START MATERIAL PROVIDED
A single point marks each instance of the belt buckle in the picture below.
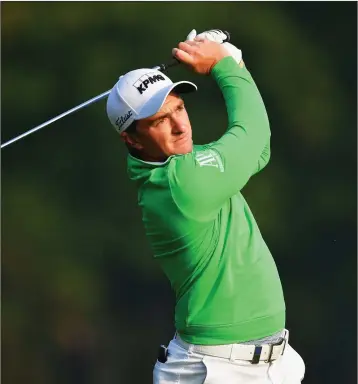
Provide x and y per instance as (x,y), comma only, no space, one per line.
(257,354)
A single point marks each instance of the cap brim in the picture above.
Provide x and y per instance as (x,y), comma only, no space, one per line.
(152,106)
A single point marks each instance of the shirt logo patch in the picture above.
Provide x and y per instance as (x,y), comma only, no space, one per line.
(209,158)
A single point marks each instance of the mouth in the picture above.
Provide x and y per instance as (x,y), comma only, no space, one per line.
(182,138)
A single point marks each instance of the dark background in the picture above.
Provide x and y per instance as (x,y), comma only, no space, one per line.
(82,299)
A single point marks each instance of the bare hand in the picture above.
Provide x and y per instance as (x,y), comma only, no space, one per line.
(200,55)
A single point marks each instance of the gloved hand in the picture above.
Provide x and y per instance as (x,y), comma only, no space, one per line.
(219,37)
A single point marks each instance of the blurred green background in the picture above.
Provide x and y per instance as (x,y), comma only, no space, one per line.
(82,299)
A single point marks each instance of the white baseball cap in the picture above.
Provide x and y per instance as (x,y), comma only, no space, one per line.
(140,94)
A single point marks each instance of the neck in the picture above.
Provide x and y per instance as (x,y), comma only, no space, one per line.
(146,157)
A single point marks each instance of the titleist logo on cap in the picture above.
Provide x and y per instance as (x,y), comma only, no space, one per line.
(122,119)
(144,81)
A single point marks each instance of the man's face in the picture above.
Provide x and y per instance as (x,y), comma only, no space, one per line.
(166,133)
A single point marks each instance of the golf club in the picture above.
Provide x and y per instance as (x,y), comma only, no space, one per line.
(161,67)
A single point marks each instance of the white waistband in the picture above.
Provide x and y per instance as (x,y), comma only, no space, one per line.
(265,352)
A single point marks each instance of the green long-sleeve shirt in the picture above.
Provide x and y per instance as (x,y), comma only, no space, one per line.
(202,231)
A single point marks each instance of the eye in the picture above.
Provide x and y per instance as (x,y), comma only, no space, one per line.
(158,122)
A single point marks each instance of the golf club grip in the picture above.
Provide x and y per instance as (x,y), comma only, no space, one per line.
(175,62)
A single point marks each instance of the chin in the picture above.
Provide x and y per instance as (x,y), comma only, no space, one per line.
(183,149)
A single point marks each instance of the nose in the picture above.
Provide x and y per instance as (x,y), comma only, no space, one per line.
(178,126)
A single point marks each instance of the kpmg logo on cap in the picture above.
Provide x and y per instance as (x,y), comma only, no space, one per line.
(144,81)
(123,119)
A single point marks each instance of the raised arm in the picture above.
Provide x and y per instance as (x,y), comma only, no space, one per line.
(202,181)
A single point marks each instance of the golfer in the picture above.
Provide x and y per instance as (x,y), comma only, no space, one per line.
(230,309)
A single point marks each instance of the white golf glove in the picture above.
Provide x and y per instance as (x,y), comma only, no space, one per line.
(219,37)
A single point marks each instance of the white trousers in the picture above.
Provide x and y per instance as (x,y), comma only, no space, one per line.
(187,367)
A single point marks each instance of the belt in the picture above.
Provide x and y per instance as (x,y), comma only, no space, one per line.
(252,353)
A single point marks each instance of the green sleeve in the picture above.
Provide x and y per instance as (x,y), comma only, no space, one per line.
(203,180)
(264,158)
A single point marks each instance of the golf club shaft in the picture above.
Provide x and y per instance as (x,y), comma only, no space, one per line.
(161,67)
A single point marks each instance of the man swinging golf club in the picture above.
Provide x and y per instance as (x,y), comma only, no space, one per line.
(230,310)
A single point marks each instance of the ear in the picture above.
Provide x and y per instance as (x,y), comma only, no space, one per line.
(131,140)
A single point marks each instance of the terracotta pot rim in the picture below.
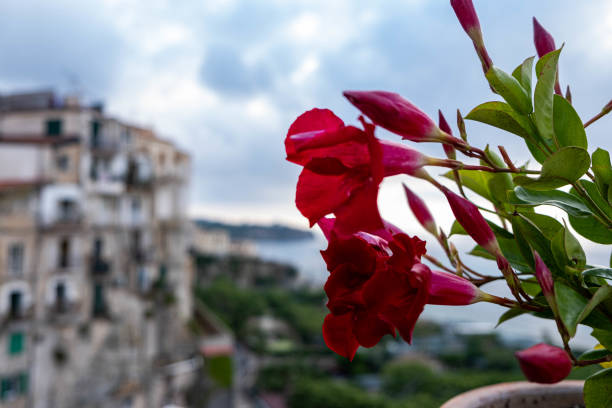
END MATERIAL PROVIDED
Gather every line from the listing above that contains the word "below".

* [SOLUTION TO THE EXERCISE]
A single point marks each instance of the belt buckle in the picture below.
A single point marks each instance of the terracotta pot rim in the picture below.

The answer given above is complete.